Copy each line exactly.

[Contour labeling entries]
====================

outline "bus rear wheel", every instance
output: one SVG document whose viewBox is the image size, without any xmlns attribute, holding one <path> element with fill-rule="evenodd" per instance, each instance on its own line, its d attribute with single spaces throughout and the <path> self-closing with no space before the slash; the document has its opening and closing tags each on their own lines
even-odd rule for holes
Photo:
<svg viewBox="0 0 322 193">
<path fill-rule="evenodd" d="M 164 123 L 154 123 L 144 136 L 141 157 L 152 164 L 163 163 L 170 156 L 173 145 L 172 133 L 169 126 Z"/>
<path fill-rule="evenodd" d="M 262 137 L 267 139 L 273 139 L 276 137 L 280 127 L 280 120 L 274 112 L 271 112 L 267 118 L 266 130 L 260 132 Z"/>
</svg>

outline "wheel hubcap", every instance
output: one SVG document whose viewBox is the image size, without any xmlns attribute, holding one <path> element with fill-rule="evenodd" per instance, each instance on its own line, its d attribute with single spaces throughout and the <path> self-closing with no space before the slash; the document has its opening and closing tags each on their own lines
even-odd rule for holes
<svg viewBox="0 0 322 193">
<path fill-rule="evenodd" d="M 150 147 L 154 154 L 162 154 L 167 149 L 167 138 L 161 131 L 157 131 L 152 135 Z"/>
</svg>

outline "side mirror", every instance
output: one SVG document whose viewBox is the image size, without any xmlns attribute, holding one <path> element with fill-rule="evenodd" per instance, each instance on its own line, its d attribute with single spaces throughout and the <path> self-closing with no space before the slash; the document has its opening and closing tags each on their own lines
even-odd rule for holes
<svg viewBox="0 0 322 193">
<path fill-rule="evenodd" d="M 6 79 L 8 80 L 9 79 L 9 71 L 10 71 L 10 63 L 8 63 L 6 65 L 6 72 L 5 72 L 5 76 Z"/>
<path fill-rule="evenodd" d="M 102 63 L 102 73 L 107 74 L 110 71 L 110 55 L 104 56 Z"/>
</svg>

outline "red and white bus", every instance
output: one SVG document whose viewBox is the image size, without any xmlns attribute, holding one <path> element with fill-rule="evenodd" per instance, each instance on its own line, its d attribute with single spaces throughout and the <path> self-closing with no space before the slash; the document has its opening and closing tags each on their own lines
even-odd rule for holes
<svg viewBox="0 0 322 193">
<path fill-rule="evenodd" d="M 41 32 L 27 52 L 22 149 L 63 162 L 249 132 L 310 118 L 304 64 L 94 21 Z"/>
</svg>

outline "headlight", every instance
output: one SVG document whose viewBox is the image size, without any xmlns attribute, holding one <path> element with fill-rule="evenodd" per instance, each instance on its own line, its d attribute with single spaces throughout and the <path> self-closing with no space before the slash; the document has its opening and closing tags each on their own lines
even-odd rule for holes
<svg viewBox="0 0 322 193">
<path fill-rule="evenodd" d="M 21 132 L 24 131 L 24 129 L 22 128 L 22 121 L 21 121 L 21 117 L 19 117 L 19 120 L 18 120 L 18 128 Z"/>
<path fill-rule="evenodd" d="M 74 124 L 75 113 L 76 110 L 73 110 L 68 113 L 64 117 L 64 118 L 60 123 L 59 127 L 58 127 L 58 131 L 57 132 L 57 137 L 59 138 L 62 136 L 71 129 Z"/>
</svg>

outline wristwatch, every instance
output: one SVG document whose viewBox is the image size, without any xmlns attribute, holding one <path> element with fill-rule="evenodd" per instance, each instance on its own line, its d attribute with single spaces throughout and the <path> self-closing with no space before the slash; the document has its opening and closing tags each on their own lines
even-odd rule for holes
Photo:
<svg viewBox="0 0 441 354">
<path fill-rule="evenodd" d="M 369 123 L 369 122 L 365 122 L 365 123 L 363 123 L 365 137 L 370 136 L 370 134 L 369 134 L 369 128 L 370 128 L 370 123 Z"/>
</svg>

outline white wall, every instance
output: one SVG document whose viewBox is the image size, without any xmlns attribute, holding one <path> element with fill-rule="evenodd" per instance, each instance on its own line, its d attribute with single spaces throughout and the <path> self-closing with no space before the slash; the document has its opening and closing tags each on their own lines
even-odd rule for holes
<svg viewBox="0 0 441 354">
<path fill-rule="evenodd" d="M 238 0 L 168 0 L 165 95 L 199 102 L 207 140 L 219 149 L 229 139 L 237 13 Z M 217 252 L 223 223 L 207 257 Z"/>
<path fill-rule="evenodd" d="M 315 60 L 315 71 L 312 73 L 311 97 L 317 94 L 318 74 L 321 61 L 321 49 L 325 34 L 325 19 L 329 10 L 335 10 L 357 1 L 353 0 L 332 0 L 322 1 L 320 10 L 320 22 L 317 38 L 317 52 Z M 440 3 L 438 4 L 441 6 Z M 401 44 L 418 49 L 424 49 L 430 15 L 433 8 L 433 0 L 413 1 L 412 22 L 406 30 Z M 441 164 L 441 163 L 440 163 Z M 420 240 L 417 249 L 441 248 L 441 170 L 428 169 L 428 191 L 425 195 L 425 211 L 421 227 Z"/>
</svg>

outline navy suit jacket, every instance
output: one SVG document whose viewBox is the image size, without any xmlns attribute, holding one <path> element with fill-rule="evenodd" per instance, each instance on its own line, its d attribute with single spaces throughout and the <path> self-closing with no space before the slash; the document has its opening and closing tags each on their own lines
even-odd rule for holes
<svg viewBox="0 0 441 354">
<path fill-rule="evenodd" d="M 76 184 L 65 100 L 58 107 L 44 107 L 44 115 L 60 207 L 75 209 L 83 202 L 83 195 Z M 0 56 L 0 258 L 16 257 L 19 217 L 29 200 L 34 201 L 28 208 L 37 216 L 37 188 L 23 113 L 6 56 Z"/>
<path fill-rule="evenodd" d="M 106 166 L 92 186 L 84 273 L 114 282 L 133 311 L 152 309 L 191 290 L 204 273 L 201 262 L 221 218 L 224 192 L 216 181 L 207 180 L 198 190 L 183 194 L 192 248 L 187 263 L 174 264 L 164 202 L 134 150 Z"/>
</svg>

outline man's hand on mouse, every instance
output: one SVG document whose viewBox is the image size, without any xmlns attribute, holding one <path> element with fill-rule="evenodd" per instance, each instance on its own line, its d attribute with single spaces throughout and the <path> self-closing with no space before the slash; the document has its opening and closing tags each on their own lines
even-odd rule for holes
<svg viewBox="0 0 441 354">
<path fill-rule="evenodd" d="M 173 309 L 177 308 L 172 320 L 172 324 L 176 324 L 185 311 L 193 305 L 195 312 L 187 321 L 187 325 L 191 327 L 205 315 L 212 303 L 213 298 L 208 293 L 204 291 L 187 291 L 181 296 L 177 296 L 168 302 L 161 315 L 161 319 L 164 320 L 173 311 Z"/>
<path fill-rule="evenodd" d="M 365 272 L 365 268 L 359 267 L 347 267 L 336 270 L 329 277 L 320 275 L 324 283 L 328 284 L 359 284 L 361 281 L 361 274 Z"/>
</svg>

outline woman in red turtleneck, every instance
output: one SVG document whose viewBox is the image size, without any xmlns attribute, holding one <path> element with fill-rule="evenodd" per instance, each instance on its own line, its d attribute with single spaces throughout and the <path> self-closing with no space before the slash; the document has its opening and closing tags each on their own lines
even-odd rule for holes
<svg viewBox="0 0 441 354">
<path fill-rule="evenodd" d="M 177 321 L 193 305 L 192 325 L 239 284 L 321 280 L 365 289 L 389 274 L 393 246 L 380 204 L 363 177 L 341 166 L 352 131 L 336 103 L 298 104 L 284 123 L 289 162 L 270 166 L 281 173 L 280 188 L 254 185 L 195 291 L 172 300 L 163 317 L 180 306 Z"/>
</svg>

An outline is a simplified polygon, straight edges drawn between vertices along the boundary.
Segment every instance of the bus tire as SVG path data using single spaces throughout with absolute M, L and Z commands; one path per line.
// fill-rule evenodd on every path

====================

- _Response to this task_:
outline "bus rear wheel", every instance
output: one SVG document whose viewBox is the image size, without any xmlns attribute, holding one <path> element with fill-rule="evenodd" per instance, each instance on its own line, its d attribute with single spaces throughout and the <path> self-closing with no space before the slash; the document has its opening and closing tags each on their own lines
even-odd rule for holes
Photo:
<svg viewBox="0 0 322 193">
<path fill-rule="evenodd" d="M 164 123 L 154 123 L 144 136 L 141 157 L 152 164 L 163 163 L 170 156 L 173 145 L 172 133 L 169 126 Z"/>
<path fill-rule="evenodd" d="M 262 137 L 267 139 L 273 139 L 276 137 L 280 127 L 280 120 L 274 112 L 271 112 L 267 118 L 266 130 L 260 132 Z"/>
</svg>

outline "wheel hubcap", every instance
output: one SVG document whose viewBox is the image size, without any xmlns attribute, holding one <path> element with fill-rule="evenodd" per instance, each instance on its own line, its d attribute with single spaces throughout and the <path> self-closing with no space before the slash; the document has its opening and closing tags each on their own lines
even-odd rule for holes
<svg viewBox="0 0 322 193">
<path fill-rule="evenodd" d="M 150 147 L 154 154 L 162 154 L 167 149 L 167 138 L 161 131 L 157 131 L 152 135 Z"/>
</svg>

outline "side mirror", every instance
output: one SVG document whose viewBox is the image size, without any xmlns attribute, holding one <path> element with fill-rule="evenodd" per instance, each instance on its own line, its d attribute with single spaces throughout and the <path> self-closing with no space before the slash; the document has its opening and closing tags each on their own lines
even-odd rule for holes
<svg viewBox="0 0 322 193">
<path fill-rule="evenodd" d="M 6 79 L 8 80 L 9 79 L 9 71 L 10 71 L 10 63 L 8 63 L 6 65 L 6 72 L 5 72 L 5 76 Z"/>
<path fill-rule="evenodd" d="M 102 63 L 102 73 L 107 74 L 110 71 L 110 55 L 104 56 Z"/>
</svg>

outline "red and white bus", every instance
output: one SVG document whose viewBox is the image size, without any xmlns attribute, holding one <path> element with fill-rule="evenodd" per instance, each instance on its own line, its d attribute with single spaces throughout and the <path> self-closing with no space before the slash; the document has its opening and closing tags each on their own lines
even-odd rule for holes
<svg viewBox="0 0 322 193">
<path fill-rule="evenodd" d="M 41 32 L 27 52 L 22 149 L 63 162 L 249 132 L 310 118 L 304 64 L 94 21 Z"/>
</svg>

outline "headlight", every instance
output: one SVG document whose viewBox is the image size, without any xmlns attribute, holding one <path> element with fill-rule="evenodd" per instance, each instance on its own line, its d attribute with single spaces throughout and the <path> self-closing with no space before the slash; the document has its opening and closing tags each on their own lines
even-odd rule for holes
<svg viewBox="0 0 322 193">
<path fill-rule="evenodd" d="M 21 132 L 24 131 L 24 129 L 22 128 L 22 121 L 21 121 L 21 117 L 19 117 L 19 120 L 18 120 L 18 128 Z"/>
<path fill-rule="evenodd" d="M 74 124 L 75 113 L 76 110 L 73 110 L 68 113 L 64 117 L 64 118 L 60 123 L 59 127 L 58 127 L 58 131 L 57 132 L 57 137 L 59 138 L 62 136 L 71 129 Z"/>
</svg>

outline wristwatch, every instance
output: one SVG document whose viewBox is the image size, without any xmlns attribute, holding one <path> element with fill-rule="evenodd" per instance, each instance on its own line, its d attribute with single spaces throughout and the <path> self-closing with no space before the slash; the document has its opening and closing tags each on their own lines
even-odd rule for holes
Photo:
<svg viewBox="0 0 441 354">
<path fill-rule="evenodd" d="M 369 123 L 369 122 L 365 122 L 365 123 L 363 123 L 365 137 L 370 136 L 370 134 L 369 134 L 369 128 L 370 128 L 370 123 Z"/>
</svg>

outline white wall, every instance
output: one SVG document whose viewBox is the image size, without any xmlns attribute, holding one <path> element with fill-rule="evenodd" per instance, each instance on its own line, its d attribute with single spaces throughout and the <path> self-closing with no space before the slash; the document has its opening and closing tags each on their own lines
even-odd rule for holes
<svg viewBox="0 0 441 354">
<path fill-rule="evenodd" d="M 238 0 L 168 0 L 165 95 L 199 102 L 207 140 L 219 149 L 229 139 L 237 13 Z M 217 252 L 223 223 L 207 257 Z"/>
<path fill-rule="evenodd" d="M 315 60 L 315 71 L 312 73 L 311 97 L 317 94 L 318 74 L 321 61 L 321 49 L 325 34 L 325 19 L 329 10 L 335 10 L 357 1 L 353 0 L 332 0 L 322 1 L 320 10 L 320 22 L 317 38 L 317 52 Z M 440 3 L 438 4 L 441 6 Z M 401 44 L 418 49 L 424 49 L 430 15 L 433 8 L 433 0 L 413 1 L 412 22 L 406 30 Z M 441 164 L 441 163 L 440 163 Z M 420 240 L 417 249 L 441 248 L 441 170 L 428 169 L 428 191 L 425 195 L 425 211 L 421 227 Z"/>
</svg>

outline navy suit jacket, every instance
output: one SVG document whose viewBox is the image size, without any xmlns attribute, holding one <path> element with fill-rule="evenodd" per instance, each instance on its own line, its d attribute with single spaces throughout and the <path> self-closing with no space before the slash; the document has its opening and closing tags each on their own lines
even-odd rule for holes
<svg viewBox="0 0 441 354">
<path fill-rule="evenodd" d="M 76 184 L 65 100 L 58 107 L 44 107 L 44 115 L 60 207 L 75 209 L 83 202 L 83 195 Z M 0 56 L 0 258 L 16 257 L 19 217 L 29 200 L 34 201 L 28 208 L 37 216 L 37 188 L 23 113 L 6 56 Z"/>
<path fill-rule="evenodd" d="M 106 166 L 92 186 L 84 273 L 114 282 L 133 311 L 152 309 L 191 290 L 204 273 L 201 262 L 221 218 L 224 192 L 216 181 L 207 180 L 198 190 L 183 194 L 192 248 L 187 263 L 174 264 L 164 202 L 134 150 Z"/>
</svg>

outline man's hand on mouse, every instance
output: one SVG document whose viewBox is the image size, without any xmlns attribute, holding one <path> element with fill-rule="evenodd" per instance, each instance on its own line, its d attribute with single spaces throughout and the <path> self-closing with no space before the slash; the document has its opening and closing tags each on their own lines
even-odd rule for holes
<svg viewBox="0 0 441 354">
<path fill-rule="evenodd" d="M 173 309 L 177 308 L 172 320 L 172 324 L 176 324 L 185 311 L 193 305 L 195 312 L 187 321 L 187 325 L 191 327 L 205 315 L 212 303 L 213 298 L 208 293 L 204 291 L 187 291 L 181 296 L 177 296 L 168 302 L 161 315 L 161 319 L 164 320 L 173 311 Z"/>
<path fill-rule="evenodd" d="M 365 272 L 365 268 L 359 267 L 347 267 L 336 270 L 329 277 L 320 275 L 324 283 L 328 284 L 359 284 L 361 281 L 361 274 Z"/>
</svg>

outline woman in red turtleneck, every instance
output: one SVG document whose viewBox is the image size, without any xmlns attribute, holding one <path> element with fill-rule="evenodd" per instance, each instance on its own line, its d attribute with single spaces throughout and the <path> self-closing with no space before the slash; the document has its opening and closing tags each on their own lines
even-odd rule for holes
<svg viewBox="0 0 441 354">
<path fill-rule="evenodd" d="M 177 321 L 193 305 L 192 325 L 239 284 L 321 280 L 365 289 L 389 274 L 393 246 L 380 204 L 363 177 L 341 166 L 352 131 L 336 103 L 298 104 L 284 123 L 289 162 L 270 166 L 281 173 L 280 188 L 254 185 L 195 291 L 172 300 L 163 317 L 180 306 Z"/>
</svg>

An outline is a simplified polygon, straight edges drawn between vertices along the boundary.
Segment every instance of the bus tire as SVG path data using single spaces throughout with absolute M, L and Z commands; one path per line.
// fill-rule evenodd on every path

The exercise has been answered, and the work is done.